- Supplied text
****************************************

Scar Maps

Scars have always fascinated me. They start out as this wound, a disruption – painful and unwelcome. The healing goes to work, but in refusing to conform to your original design it leaves behind a permanent reminder of the moment of injury – your very own life souvenir if you will. Over time it’s no longer foreign, naturalizing to your skin’s landscape as if it was there from the beginning.

Whenever I see scar on someone I want to know the story, and there’s almost always one to tell. People can point to a scar and tell you what year it was, what they were doing, who they were with and how much it hurt. It can serve as a cautionary tale or justification for major bragging rights. In some cases it can be inherently more valuable – offering a deeper understanding of that person you wouldn’t have otherwise.

Today I took an inventory of mine (the ones I can see anyway) and realized that the most of them came to be before I reached the age of 20.

Age 8 – right foot, 2nd toe: little squiggle from dragging a canoe over my foot at summer camp.

****************************************

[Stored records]
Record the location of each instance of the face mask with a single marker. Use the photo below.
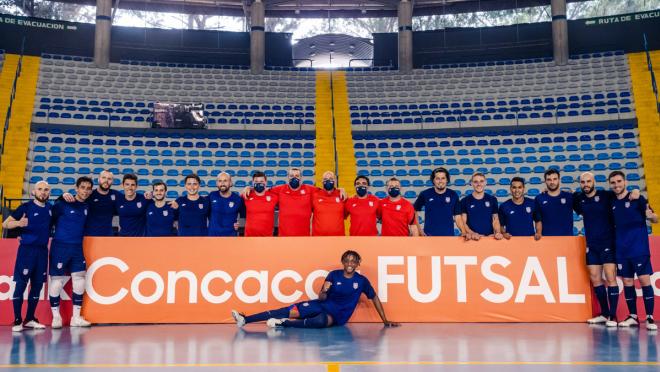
(259, 187)
(329, 185)
(294, 183)
(394, 192)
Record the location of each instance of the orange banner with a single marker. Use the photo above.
(199, 280)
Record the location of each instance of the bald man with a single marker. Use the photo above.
(225, 208)
(595, 206)
(328, 208)
(34, 221)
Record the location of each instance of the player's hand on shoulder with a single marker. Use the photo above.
(634, 195)
(23, 221)
(68, 197)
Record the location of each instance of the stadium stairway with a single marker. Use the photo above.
(18, 134)
(346, 164)
(648, 122)
(325, 151)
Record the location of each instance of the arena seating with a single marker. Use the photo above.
(593, 87)
(72, 91)
(60, 156)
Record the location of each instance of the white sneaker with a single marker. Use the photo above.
(597, 320)
(238, 318)
(273, 322)
(79, 321)
(34, 324)
(57, 322)
(650, 324)
(629, 322)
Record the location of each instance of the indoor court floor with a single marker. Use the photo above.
(355, 347)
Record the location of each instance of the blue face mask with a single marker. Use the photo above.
(259, 187)
(329, 185)
(294, 183)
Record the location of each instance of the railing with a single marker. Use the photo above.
(12, 95)
(649, 63)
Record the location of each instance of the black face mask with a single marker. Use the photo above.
(259, 187)
(294, 183)
(329, 185)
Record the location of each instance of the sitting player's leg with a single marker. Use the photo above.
(284, 312)
(321, 320)
(78, 286)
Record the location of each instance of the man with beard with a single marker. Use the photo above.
(161, 217)
(225, 208)
(363, 208)
(554, 208)
(595, 208)
(517, 214)
(66, 253)
(34, 221)
(328, 208)
(295, 205)
(441, 206)
(101, 206)
(193, 209)
(632, 248)
(479, 211)
(398, 216)
(131, 208)
(337, 301)
(260, 207)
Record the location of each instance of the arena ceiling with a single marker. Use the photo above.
(319, 8)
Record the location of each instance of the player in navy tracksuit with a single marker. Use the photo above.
(161, 217)
(633, 255)
(517, 214)
(337, 300)
(479, 211)
(441, 205)
(66, 253)
(34, 221)
(131, 208)
(554, 208)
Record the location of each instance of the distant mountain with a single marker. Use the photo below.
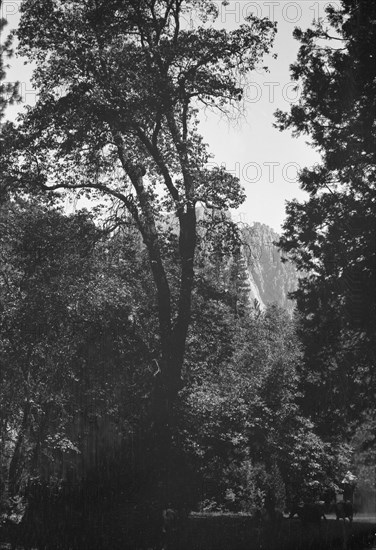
(269, 279)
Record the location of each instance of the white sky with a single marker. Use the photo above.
(265, 160)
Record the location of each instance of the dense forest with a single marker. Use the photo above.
(154, 354)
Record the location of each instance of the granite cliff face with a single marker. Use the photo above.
(269, 279)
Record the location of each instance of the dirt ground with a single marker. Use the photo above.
(228, 532)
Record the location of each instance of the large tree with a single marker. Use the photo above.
(331, 236)
(119, 86)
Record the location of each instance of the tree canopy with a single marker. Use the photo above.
(331, 236)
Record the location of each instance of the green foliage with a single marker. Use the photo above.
(331, 236)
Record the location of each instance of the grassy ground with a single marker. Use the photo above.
(241, 532)
(228, 532)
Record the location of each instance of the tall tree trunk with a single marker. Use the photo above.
(15, 467)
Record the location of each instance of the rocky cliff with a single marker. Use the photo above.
(269, 279)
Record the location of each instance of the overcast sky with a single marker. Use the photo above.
(265, 160)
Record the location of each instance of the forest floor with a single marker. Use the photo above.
(235, 532)
(241, 532)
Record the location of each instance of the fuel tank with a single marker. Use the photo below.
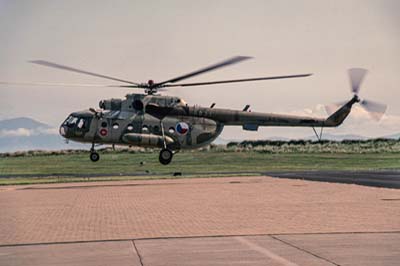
(146, 140)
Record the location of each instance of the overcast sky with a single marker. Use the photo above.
(141, 40)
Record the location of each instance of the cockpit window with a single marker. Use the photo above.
(81, 123)
(71, 121)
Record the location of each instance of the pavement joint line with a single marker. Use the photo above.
(304, 250)
(185, 237)
(137, 252)
(265, 252)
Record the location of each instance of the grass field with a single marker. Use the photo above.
(75, 167)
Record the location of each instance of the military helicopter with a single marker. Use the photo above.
(169, 123)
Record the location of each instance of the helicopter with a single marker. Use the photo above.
(168, 123)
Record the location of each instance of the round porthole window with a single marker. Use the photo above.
(137, 105)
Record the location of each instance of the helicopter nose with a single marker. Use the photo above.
(63, 131)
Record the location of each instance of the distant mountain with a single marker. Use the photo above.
(21, 122)
(23, 133)
(393, 136)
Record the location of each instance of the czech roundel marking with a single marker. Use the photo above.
(103, 132)
(182, 128)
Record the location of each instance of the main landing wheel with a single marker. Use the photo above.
(165, 156)
(94, 156)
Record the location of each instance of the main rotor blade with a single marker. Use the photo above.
(356, 76)
(235, 80)
(57, 84)
(224, 63)
(54, 65)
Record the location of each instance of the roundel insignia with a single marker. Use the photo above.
(182, 128)
(103, 132)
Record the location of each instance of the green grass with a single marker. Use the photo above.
(197, 163)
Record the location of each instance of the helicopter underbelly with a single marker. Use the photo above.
(187, 132)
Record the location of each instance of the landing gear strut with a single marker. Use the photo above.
(165, 156)
(94, 156)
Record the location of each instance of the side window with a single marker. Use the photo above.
(81, 123)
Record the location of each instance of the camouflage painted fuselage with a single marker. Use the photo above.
(158, 121)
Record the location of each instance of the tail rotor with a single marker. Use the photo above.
(375, 109)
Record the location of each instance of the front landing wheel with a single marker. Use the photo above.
(165, 156)
(94, 156)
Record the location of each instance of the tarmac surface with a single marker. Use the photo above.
(382, 178)
(205, 221)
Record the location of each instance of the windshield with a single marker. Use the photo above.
(71, 121)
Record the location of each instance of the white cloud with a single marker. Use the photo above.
(24, 132)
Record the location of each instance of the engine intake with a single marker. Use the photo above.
(111, 104)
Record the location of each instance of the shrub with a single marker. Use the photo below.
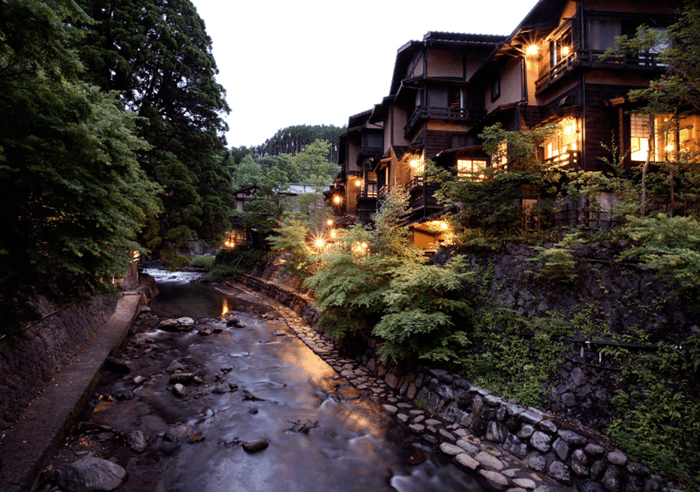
(202, 262)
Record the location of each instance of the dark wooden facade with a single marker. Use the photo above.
(446, 88)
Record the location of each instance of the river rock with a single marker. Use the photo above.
(612, 479)
(537, 462)
(182, 378)
(177, 324)
(540, 441)
(579, 463)
(590, 486)
(549, 426)
(136, 441)
(221, 388)
(235, 322)
(90, 474)
(179, 390)
(572, 438)
(117, 365)
(515, 446)
(617, 458)
(451, 449)
(561, 448)
(559, 471)
(175, 366)
(495, 432)
(467, 461)
(526, 431)
(488, 460)
(255, 446)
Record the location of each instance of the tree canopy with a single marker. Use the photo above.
(294, 139)
(157, 54)
(72, 194)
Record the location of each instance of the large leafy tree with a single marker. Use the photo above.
(72, 195)
(157, 54)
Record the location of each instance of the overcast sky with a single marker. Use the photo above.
(295, 62)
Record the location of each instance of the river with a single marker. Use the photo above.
(323, 434)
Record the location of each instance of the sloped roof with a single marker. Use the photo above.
(443, 40)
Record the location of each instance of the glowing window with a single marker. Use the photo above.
(561, 144)
(467, 167)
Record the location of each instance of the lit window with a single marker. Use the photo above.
(469, 167)
(500, 160)
(670, 137)
(559, 146)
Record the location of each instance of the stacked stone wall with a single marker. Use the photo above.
(28, 360)
(552, 440)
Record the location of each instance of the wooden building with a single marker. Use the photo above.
(446, 88)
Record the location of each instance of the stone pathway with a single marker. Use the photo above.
(501, 470)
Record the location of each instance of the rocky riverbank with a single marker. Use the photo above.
(511, 446)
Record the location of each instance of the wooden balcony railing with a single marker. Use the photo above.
(568, 160)
(444, 114)
(592, 59)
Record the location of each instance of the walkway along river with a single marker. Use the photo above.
(237, 402)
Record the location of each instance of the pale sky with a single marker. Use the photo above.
(314, 62)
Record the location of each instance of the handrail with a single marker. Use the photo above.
(592, 58)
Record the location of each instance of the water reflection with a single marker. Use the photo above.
(350, 444)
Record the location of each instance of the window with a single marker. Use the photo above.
(468, 167)
(560, 48)
(455, 98)
(670, 137)
(496, 87)
(639, 144)
(602, 32)
(558, 146)
(500, 160)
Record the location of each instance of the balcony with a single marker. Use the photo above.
(592, 59)
(569, 160)
(459, 115)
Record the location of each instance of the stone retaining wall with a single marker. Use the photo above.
(541, 441)
(28, 360)
(568, 453)
(301, 304)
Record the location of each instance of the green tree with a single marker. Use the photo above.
(314, 167)
(675, 93)
(72, 195)
(158, 56)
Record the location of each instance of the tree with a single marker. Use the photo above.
(72, 195)
(675, 93)
(294, 139)
(314, 167)
(157, 54)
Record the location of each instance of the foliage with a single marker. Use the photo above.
(173, 261)
(675, 93)
(670, 244)
(202, 261)
(291, 237)
(158, 56)
(659, 413)
(423, 304)
(556, 263)
(294, 139)
(308, 167)
(72, 194)
(349, 284)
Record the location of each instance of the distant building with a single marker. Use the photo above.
(448, 87)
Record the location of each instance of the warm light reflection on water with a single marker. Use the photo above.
(224, 306)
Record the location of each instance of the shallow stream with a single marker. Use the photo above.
(323, 434)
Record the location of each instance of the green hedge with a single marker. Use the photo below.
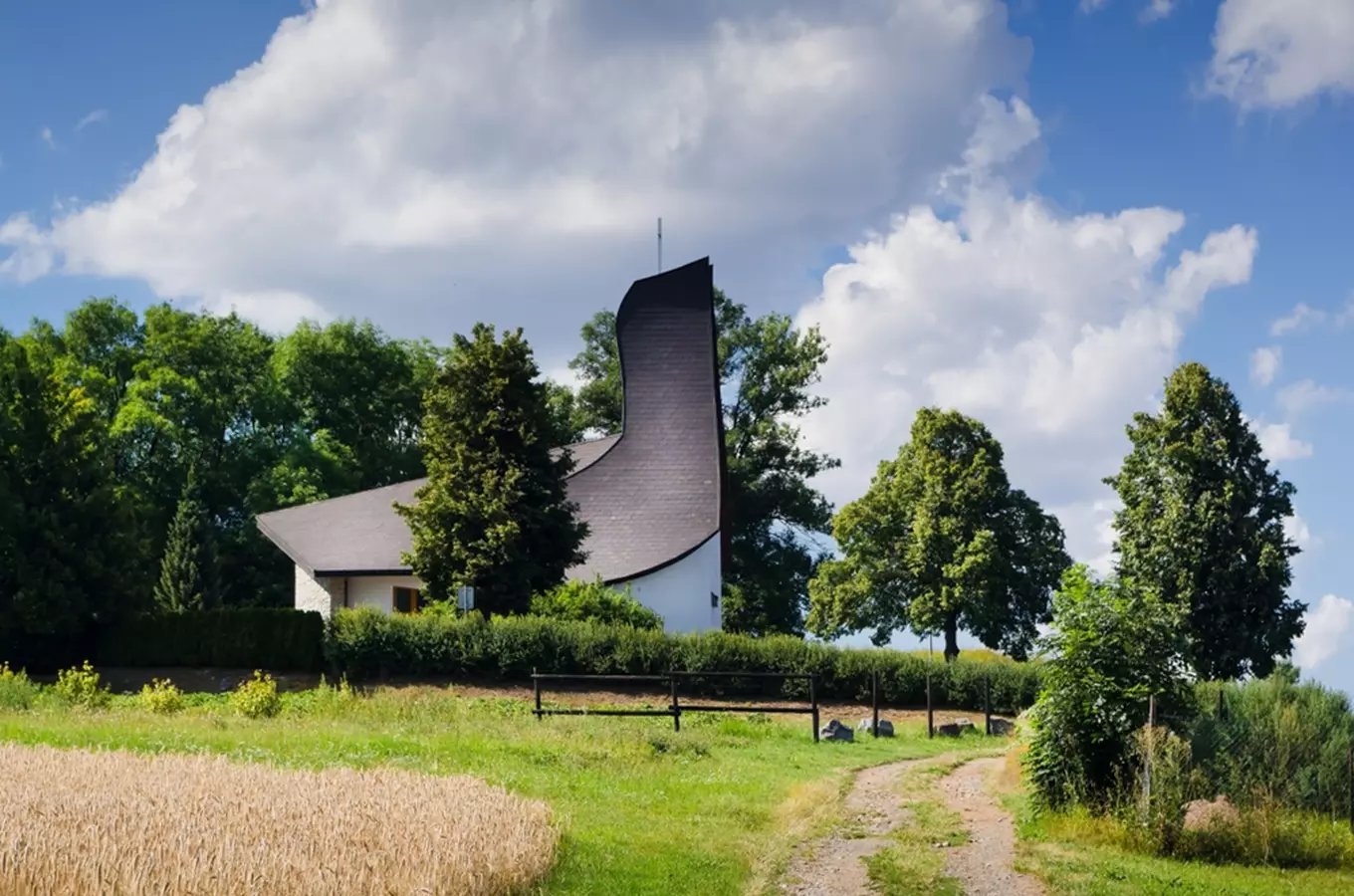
(364, 644)
(237, 638)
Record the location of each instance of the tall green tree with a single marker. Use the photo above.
(767, 371)
(183, 578)
(941, 542)
(493, 513)
(1114, 646)
(64, 560)
(1203, 524)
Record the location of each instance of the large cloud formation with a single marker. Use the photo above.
(1279, 53)
(437, 161)
(1049, 328)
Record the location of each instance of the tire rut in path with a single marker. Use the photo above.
(985, 865)
(834, 865)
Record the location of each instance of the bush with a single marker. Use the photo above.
(17, 691)
(1113, 646)
(581, 601)
(364, 644)
(1275, 739)
(236, 638)
(256, 699)
(80, 688)
(161, 696)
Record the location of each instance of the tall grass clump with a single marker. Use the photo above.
(258, 697)
(17, 691)
(161, 697)
(80, 686)
(78, 821)
(364, 644)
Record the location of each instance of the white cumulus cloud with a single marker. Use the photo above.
(1049, 328)
(1327, 631)
(1277, 441)
(431, 162)
(1264, 363)
(1278, 53)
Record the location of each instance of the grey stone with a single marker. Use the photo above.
(955, 729)
(886, 727)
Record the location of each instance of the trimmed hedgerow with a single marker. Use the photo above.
(236, 638)
(364, 644)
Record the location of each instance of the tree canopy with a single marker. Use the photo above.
(940, 542)
(768, 369)
(493, 513)
(1203, 524)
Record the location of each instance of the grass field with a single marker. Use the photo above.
(1080, 857)
(639, 806)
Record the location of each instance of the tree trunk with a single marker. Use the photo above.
(951, 638)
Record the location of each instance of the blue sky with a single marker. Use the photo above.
(300, 190)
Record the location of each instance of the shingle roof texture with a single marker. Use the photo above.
(650, 496)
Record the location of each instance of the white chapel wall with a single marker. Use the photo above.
(680, 591)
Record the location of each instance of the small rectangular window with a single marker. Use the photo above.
(406, 599)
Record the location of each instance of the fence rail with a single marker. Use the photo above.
(676, 708)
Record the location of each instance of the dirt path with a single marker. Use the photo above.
(833, 865)
(984, 866)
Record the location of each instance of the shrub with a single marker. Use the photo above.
(1113, 646)
(80, 686)
(364, 644)
(581, 601)
(17, 691)
(161, 696)
(236, 638)
(256, 699)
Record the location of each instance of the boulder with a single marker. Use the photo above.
(955, 729)
(886, 727)
(1204, 813)
(1003, 727)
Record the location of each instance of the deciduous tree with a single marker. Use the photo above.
(941, 542)
(1203, 524)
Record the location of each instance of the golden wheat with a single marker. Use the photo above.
(120, 824)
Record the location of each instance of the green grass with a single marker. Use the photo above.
(643, 809)
(1082, 855)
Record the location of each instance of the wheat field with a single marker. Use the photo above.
(120, 824)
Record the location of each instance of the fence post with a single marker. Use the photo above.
(676, 708)
(931, 716)
(535, 684)
(873, 682)
(1151, 746)
(812, 699)
(988, 705)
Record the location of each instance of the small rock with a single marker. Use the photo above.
(1003, 727)
(886, 727)
(955, 729)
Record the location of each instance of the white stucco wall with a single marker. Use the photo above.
(320, 594)
(378, 591)
(680, 591)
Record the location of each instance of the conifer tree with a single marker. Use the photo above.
(493, 513)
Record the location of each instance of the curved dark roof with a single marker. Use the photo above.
(650, 496)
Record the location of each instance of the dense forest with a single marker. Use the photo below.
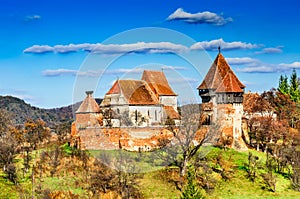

****************************************

- Set tasks
1. Pull out each line of the records that contains the word "wooden".
2. Proceed with the essay on scars, starting right after its last line.

- Expected responses
1.
Record the location of each instance of the dark wooden facade with a single marker. Use the photo above.
Record the location of each instance of the wooden building with a single marker. Use the photo above.
Record the location of each instance of the wooden balcony railing with a single marker. Use the photo above.

2.
Age 11 – left shin: from hot cooking pan dropped on my leg while attempting to cook bacon during the 6th grade camping trip.

Age 15 – left knee: from smashing into a track hurdle attempting to win my heat (why my coach thought I had the legs for hurdles, I can’t tell you).

Age 16 – right arm, halfway between the wrist and elbow: from slashing my arm on a rusty pole sticking out of the ground as I helped someone carry a keg.

Age 32 – left hand, thumb: sliced on a tomato soup can lid as I attempted to twist it off.

This realization startled me and I began wondering, have I become wiser, more sure-footed? Doubtful. Is my skin more durable now? Or have I simply ceased to have fun? To not take enough chances?

We all have a map of scars – some from the mundane, some from tragedy – others from moments of joy. For most of us they don’t take much precedence in our day to day lives – mostly ignored, just a small piece of you that didn’t heal according to plan. But what if you took a moment to follow that map? Where might it lead you? Maybe somewhere interesting.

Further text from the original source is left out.